Exercise instructions:
a) In the text on movement and cognition, reproduce the passage that begins at the words "It’s working with" and stops after "too and behaviorally?".
b) In the text on movement and cognition, what does the speaker do upon feeling that something is hard for the child?

Provided text:
I always find it amazing how the human body has such a capacity to do what it’s supposed to do when it’s given the right tools.

It is quite remarkable and it’s so much so that when I work, I don’t try to make the kids ever what they can’t do. On the opposite, if I feel that it’s hard for the child or they can’t do it, I back off. I know what happens in the brain when you try to get yourself to do what you can’t. You learn a lot of things you don’t want and you develop patterns that get in the way later. At the same time when I work and we do the other Essentials like variations and slow and reducing the effort and flexible goals and all that stuff. It floods the brain with information so the first organ that rights itself is the brain. I couldn’t get into the brain and yank it around. We depend on the system, on the brain to redirect it. To organize itself better, to literally upgrade the quality with which it works. That’s what we’re after, rather than try to impose a specific performance on the child.

It’s working with the child where they are and moving them forward from there rather than trying to impose a certain set of goals on them. You’re talking about movement and I want to get into the other eight steps a little bit. What’s been your experience of how the movement work affects their actual cognitive function? In the case of Elizabeth, it sounds like she cognitively is pretty normal. What about someone with autism? Many of whom have high intellect but can’t express themselves or someone with other brain issues. Do you see that movement work helping them cognitively too and behaviorally?

Tremendously, and I’m going to make a pretty bold statement. Movement is at the heart. The way I speak about movement, not the movement as an exercise where you do five times the arms up and five times the arms down. Even that can be useful but the movement is the richest, most full form. That’s where cognitive organization and evolution comes from. I watch those little babies that can’t move and then all of a sudden something starts moving and you can see their eyes and they feel it. They look and they start making connections between that movement and that outcome and their feeling and where mommy is. This is how cognition is formed. People think that movement is separate from cognition, but it’s the source of the evolution of cognition. The movement also in the sense that you feel and you sense stuff and you get the outcome as you move.

The data:
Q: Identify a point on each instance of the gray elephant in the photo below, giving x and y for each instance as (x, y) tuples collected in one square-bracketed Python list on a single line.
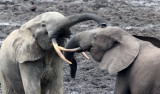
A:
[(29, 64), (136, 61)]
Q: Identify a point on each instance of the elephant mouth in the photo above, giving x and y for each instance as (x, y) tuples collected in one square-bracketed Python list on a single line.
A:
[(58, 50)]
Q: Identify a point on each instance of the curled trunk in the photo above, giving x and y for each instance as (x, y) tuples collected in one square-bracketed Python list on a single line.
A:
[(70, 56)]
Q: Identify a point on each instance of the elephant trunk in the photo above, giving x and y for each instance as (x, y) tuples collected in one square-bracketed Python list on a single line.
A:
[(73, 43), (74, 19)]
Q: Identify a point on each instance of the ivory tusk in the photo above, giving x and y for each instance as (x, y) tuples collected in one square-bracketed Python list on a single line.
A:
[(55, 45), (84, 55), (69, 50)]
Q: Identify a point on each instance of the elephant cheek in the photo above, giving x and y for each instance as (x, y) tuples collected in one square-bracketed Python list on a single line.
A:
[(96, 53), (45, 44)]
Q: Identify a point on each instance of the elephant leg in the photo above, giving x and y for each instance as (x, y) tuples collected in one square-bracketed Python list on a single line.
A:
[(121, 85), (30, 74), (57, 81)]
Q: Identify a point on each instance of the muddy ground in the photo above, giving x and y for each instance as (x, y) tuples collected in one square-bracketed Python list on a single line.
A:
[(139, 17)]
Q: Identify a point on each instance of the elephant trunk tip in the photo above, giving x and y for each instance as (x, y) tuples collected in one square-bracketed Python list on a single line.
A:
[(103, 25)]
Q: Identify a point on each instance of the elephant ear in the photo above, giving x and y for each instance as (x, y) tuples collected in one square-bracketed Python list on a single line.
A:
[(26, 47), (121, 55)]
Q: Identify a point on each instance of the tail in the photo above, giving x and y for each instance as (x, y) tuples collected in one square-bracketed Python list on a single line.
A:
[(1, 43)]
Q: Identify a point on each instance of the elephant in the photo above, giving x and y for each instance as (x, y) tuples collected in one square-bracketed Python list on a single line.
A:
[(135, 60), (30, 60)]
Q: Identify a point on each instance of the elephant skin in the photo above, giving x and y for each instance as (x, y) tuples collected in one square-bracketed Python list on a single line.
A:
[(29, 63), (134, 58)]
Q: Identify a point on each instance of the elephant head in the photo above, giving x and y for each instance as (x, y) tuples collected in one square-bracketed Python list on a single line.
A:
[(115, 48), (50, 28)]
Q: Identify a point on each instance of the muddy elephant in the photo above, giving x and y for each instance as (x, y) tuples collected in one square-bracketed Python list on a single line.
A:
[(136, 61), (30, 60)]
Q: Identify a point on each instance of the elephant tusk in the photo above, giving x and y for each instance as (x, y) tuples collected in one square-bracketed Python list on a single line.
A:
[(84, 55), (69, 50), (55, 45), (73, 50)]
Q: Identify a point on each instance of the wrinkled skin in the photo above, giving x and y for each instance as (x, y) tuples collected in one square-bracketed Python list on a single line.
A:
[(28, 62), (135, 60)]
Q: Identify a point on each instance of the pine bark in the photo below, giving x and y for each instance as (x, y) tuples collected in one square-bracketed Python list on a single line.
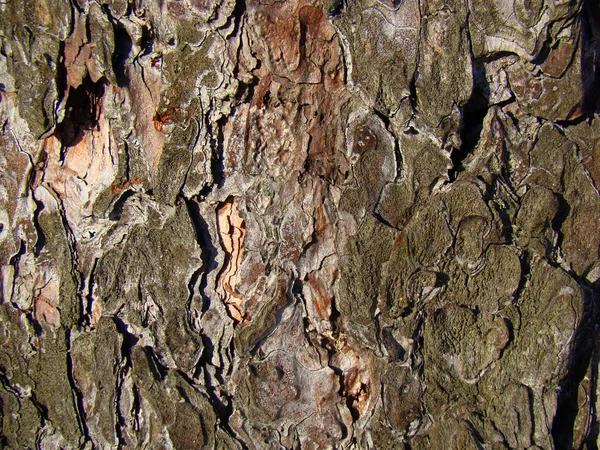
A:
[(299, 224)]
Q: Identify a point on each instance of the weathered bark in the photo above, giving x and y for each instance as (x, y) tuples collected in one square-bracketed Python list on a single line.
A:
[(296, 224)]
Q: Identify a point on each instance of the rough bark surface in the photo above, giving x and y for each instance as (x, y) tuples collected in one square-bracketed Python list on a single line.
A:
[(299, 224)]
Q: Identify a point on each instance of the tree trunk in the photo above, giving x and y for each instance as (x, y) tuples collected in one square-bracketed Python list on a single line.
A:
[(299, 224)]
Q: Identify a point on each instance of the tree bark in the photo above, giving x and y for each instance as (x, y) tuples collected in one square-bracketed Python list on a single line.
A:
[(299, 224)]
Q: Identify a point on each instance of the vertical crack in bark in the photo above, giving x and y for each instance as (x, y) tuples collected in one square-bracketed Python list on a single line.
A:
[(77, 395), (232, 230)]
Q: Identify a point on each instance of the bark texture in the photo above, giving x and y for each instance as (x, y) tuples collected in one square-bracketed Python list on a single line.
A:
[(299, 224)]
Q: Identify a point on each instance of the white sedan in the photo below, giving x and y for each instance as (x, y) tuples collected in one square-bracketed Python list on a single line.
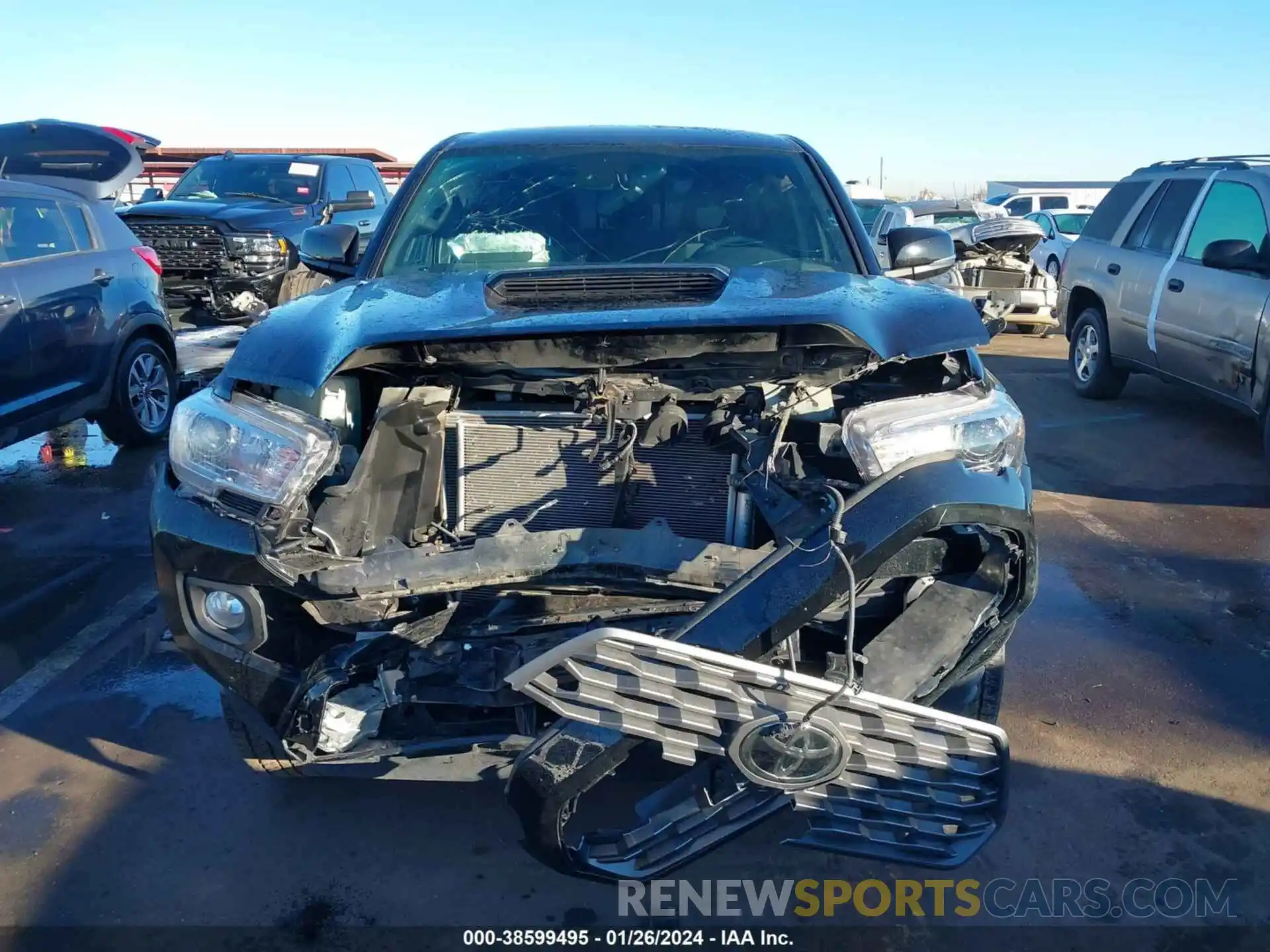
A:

Task-by-task answers:
a)
It’s working with the child where they are and moving them forward from there rather than trying to impose a certain set of goals on them. You’re talking about movement and I want to get into the other eight steps a little bit. What’s been your experience of how the movement work affects their actual cognitive function? In the case of Elizabeth, it sounds like she cognitively is pretty normal. What about someone with autism? Many of whom have high intellect but can’t express themselves or someone with other brain issues. Do you see that movement work helping them cognitively too and behaviorally?

b) The speaker backs off.